PAGE EXCERPT:
Here in the U.S. , there seems to be a sudden interest in those Classic Big Guitar playing from the 60's, 70's and 80's ....not Nu Metal, Alternative / Grunge or Punk.


----------



## Electraglide (Jan 24, 2010)

Some where some kid is going to be on you tube and find this and go "Damn", pick up his guitar and play.


----------



## laristotle (Aug 29, 2019)




----------



## Guitar101 (Jan 19, 2011)

mhammer said:


> About 10 years back, Sheryl Crow came to town. Tim Smith of Jellyfish was part of her band, and a forum buddy, Andy Harrison, was teching for Tim. A couple days before the show, Andy contacted me and asked if I had any silver mica caps. They were needed for an amp and he wasn't able to score any on the road. As luck had it, I did have the aforementioned item, and brought several different values to the sound check. I watched in awe as Crow's guitarist, Peter Stroud, whom you may know from the many product demo videos he did for various companies, disassembled his amp, took one of the caps I had brought and modded the bright switch, then reassembled the amp, and tested it. Keep in mind he started this 90 minutes before stage time, and still hadn't gone for dinner. _That's_ a guy who knows his gear intimately.
> 
> Crow and the band did the Zeppelin tune "Rock and Roll" as their encore, and Stroud ripped into a solo that had enough bite to it to sever heads in the front row, courtesy of the mod to the bright switch. I like to think of it as the night *I* "saved rock and roll".
> 
> I'm sure you'll get your own chance some day.


Great story. Was it a Lilith Fair concert?


----------



## mhammer (Nov 30, 2007)

Guitar101 said:


> Great story. Was it a Lilith Fair concert?

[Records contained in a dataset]
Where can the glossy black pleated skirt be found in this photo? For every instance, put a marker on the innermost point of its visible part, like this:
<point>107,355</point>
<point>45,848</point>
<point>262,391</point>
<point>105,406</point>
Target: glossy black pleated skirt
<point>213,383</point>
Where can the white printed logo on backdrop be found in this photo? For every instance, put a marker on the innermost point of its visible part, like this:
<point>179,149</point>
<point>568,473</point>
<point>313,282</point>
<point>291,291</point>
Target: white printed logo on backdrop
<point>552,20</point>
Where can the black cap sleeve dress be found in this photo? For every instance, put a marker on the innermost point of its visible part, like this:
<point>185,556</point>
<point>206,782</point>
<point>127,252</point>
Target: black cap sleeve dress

THE TASKS:
**1)** In the forum thread, what did Andy Harrison ask about a couple of days before the show?
**2)** Please say whether each statement agrees with the forum thread, and quote the words that decide it. (a) Peter Stroud used one of the brought caps to mod the bright switch on his amp. (b) Stroud began working on the amp after he had eaten dinner. (c) The band played a Zeppelin tune as their encore.
**3)** Change "sudden" to "renewed" in the forum thread, writing out the part starting with "Here in the" and going on through "Grunge or Punk.".
Rely only on the forum thread for your answers.

WRITTEN ANSWERS:
**1)** He asked whether the poster had any silver mica caps.

**2)**
(a) Yes: "took one of the caps I had brought and modded the bright switch"
(b) No: "he started this 90 minutes before stage time, and still hadn't gone for dinner"
(c) Yes: "Crow and the band did the Zeppelin tune "Rock and Roll" as their encore"

**3)**
Here in the U.S. , there seems to be a renewed interest in those Classic Big Guitar playing from the 60's, 70's and 80's ....not Nu Metal, Alternative / Grunge or Punk.